Start Excerpt
# Newbie Alert! ;)



## Synn (Jan 3, 2009)

Hi guys! My name's Madison, aka Synn. I'm 19 years old and from the San Francisco bay area. I've always wanted mantises and when I found this place I felt like I hit a gold mine of information! Hopefully you guys can put up with my millions of questions as I prepare to get my first mantid!  I can't wait!


----------



## Katnapper (Jan 3, 2009)

Hi Synn... yes you did find the motherlode of info on mantis keeping here! Welcome to the forum... glad to have you here.  

PS... Please browse the forums and especially check out the "sticky" threads of each section to get acquainted with some of the more common questions.


----------



## Dinora (Jan 3, 2009)

Welcome from Houston!


----------



## revmdn (Jan 3, 2009)

Welcome to the forum


----------



## Synn (Jan 3, 2009)

Thanks guys! :lol:


----------



## shorty (Jan 3, 2009)

Welcome, glad to have you!


----------



## Rick (Jan 4, 2009)

Welcome. Try the search feature for your newbie questions.


----------



## hibiscusmile (Jan 4, 2009)

:lol: Hello Girl! welcome to the forum, from OHIO!


----------



## Headspace (Jan 7, 2009)

Welcome from New Jersey.


----------



## sk8erkho (Jan 7, 2009)
End Excerpt
Start Extracted information
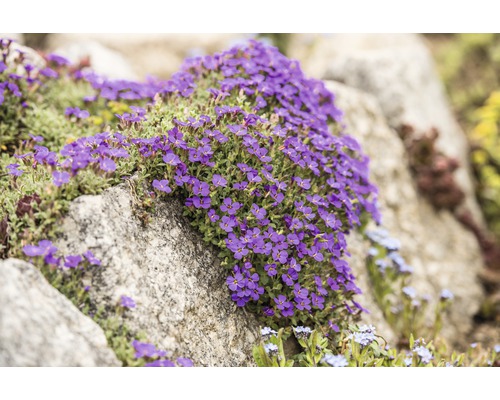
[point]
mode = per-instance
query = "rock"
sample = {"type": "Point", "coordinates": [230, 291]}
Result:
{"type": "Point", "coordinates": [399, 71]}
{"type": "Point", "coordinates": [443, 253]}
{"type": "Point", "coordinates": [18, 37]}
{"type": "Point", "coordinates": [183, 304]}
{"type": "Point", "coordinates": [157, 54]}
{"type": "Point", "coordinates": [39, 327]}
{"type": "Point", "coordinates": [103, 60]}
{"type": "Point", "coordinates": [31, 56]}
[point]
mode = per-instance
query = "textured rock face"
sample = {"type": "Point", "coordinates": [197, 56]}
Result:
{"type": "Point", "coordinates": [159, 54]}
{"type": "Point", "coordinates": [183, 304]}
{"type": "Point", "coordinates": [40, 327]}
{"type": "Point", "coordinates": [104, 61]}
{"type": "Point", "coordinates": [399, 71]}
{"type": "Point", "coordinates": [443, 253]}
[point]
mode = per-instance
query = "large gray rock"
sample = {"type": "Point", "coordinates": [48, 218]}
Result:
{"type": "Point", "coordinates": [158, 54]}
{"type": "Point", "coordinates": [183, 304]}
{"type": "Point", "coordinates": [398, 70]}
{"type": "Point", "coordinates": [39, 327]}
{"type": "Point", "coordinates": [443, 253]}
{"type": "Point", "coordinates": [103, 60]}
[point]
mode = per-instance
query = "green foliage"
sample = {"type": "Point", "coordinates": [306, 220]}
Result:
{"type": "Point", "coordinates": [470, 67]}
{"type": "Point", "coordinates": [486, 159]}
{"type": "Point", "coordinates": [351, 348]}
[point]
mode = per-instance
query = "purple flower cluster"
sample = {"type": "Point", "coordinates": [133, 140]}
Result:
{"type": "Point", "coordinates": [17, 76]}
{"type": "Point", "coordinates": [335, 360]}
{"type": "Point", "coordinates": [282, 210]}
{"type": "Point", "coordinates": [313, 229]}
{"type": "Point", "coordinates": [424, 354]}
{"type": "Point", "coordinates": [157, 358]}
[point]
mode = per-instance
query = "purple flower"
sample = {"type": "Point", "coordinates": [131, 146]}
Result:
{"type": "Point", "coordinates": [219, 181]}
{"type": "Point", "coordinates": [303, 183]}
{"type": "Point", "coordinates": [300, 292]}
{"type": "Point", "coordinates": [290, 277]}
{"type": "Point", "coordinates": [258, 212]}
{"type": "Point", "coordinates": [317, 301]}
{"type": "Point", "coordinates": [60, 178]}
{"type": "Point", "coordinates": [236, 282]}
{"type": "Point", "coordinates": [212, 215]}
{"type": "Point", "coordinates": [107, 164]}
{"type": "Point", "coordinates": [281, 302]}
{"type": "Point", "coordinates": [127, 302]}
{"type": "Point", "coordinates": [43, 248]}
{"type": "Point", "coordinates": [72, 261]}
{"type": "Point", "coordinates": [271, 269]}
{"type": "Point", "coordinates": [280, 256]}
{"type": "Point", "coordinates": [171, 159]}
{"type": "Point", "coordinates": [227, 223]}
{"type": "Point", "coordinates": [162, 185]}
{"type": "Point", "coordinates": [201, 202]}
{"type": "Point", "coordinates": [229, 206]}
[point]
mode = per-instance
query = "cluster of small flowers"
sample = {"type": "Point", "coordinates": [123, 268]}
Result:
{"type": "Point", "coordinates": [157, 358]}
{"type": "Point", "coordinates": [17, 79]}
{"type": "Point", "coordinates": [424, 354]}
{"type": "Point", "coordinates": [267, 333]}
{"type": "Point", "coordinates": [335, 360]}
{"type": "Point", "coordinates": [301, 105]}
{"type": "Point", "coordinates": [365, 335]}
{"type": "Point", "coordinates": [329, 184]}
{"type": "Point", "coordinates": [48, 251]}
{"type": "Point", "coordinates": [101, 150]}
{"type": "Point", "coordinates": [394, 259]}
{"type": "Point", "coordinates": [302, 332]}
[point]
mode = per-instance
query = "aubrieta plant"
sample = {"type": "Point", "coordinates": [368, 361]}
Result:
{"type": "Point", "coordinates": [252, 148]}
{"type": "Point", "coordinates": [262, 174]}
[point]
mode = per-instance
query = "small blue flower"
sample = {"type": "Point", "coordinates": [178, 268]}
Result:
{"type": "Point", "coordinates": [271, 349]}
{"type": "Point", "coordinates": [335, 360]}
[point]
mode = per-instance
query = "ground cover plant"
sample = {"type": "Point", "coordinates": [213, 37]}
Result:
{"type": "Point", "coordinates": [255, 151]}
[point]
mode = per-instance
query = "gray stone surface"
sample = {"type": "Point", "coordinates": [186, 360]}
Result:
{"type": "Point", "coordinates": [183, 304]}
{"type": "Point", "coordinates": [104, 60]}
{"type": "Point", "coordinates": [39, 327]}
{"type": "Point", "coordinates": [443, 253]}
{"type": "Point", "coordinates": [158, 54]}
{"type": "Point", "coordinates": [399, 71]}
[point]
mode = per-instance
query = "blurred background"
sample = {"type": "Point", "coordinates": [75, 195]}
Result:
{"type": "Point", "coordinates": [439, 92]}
End Extracted information
**Exercise tasks:**
A - Summarize the welcome thread in two sentences.
B - Pick up the welcome thread after its final line and continue it.
The entries above are separate material and have no connection to the welcome thread.

**The answers:**
A - Madison, who posts as Synn, is a 19-year-old from the San Francisco Bay Area who joins the forum while preparing to get a first mantid and expects to ask many questions. Several members reply with welcomes, some from Houston, Ohio, and New Jersey, and Katnapper and Rick point the newcomer to the "sticky" threads and the search feature.

B -
Welcome to the forum,Synn!!! You're in the right place!!!! All the answers are at your fingertips and you have at your disposal an entire forum of the best members in the world!!! You'll see!!!!!

Cheers!!


----------



## The_Asa (Jan 7, 2009)

Happy browsing!


----------



## shorty (Jan 25, 2009)

EDIT: Ignore this post. Already said welcome lol.


----------



## Katnapper (Jan 25, 2009)

shorty said:


> EDIT: Ignore this post. Already said welcome lol.


That's Ok, Shorty... I'm sure Synn understands and actually appreciates the repeat welcome.  It's like getting 2 "hiya's" for the price of one!  If it makes you feel better, I'll welcome her again too.....

Hi Synn, and welcome to the forum!


----------



## DeadInTheBasement (Jan 25, 2009)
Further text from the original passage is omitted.